# REQUIREMENT
Return, character for character, the lines from the one bearing "of the knuckle" through the end of the material. Omit everything before that line.
════════════════
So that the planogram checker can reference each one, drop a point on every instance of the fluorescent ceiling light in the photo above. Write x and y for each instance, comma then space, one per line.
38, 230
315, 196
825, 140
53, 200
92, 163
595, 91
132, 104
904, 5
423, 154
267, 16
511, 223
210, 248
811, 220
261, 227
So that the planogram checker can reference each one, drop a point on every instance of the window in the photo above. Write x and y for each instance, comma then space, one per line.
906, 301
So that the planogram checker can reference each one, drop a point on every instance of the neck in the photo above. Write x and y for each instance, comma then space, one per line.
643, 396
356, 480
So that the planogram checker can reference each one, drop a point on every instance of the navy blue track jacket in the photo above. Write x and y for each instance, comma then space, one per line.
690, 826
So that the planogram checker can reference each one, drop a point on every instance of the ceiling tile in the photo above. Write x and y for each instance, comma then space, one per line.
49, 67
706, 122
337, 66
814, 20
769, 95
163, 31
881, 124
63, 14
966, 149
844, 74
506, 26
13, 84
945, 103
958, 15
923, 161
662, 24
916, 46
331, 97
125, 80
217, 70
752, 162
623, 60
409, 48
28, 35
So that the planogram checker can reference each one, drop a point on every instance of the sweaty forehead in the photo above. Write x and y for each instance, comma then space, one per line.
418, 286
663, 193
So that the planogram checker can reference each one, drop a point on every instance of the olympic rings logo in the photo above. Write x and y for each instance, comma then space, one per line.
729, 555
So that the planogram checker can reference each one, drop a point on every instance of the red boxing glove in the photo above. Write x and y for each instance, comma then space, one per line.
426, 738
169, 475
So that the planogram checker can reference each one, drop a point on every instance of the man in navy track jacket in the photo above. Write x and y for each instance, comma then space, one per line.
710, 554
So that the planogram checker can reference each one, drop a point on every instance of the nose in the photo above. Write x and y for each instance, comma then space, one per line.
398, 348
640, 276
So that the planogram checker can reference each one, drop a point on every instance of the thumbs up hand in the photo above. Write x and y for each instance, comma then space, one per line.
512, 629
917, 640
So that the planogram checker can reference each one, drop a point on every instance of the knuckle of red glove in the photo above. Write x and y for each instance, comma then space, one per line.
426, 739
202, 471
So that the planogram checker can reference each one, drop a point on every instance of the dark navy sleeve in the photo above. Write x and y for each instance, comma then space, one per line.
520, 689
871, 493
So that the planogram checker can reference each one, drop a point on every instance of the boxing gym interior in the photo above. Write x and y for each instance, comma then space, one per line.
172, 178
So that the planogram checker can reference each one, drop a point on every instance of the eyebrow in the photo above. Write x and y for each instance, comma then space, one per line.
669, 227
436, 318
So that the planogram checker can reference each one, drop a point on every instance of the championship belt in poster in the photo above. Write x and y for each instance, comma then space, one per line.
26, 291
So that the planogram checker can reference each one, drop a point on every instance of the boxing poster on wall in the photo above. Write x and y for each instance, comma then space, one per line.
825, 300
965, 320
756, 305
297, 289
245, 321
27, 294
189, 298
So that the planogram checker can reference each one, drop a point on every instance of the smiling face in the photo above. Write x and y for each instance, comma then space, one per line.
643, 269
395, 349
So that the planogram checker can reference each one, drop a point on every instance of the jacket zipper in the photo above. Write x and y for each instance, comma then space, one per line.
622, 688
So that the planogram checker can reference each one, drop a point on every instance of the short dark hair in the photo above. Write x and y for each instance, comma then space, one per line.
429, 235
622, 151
════════════════
# TASK ANSWER
So that the planogram checker can reference each one, drop a point on every instance of the knuckle of red glove in the photo above. Write x and y for each instance, comma then space, one per line.
426, 739
202, 471
So that the planogram checker can reference each one, drop a point on every instance of the dark navy sleeve in the photo above. Write x and y for each instance, comma then space, one per line.
520, 689
871, 493
So that the planogram checker can reference each one, drop a point on every instance of the boxing gym interior in the photo above. Write x and y for each instance, comma then space, one per line.
172, 178
So that the planogram checker can reference each one, drop a point on every instance of the eyebrow in the photo above. Write x and y for each instance, comma then space, one per line.
669, 227
436, 318
So that the planogram checker can reference each one, drop a point on every instance of the championship belt in poster in the photo above. Write x and y for each instance, comma then space, one per line.
26, 291
So that the planogram checker can reference each one, drop a point on every instance of the boxing poster on wall in the photo above. Write x and y for each instance, comma then space, one per line.
825, 300
965, 320
756, 305
297, 289
245, 321
27, 294
189, 298
So that the planogram checker can reference each one, drop a point on every instance of the smiling face in the photo above. Write x and y for each instance, comma then space, one per line.
643, 269
395, 349
So that the planogram checker can reference each one, drop a point on every instance of the jacket zipper in the photo above. Write x and y for each instance, comma then space, one per line.
622, 688
So that the planogram checker can reference each one, drop a point on every instance of the short dark hair in the photo above. Write x and y for each instance, comma then space, one per line.
429, 235
622, 151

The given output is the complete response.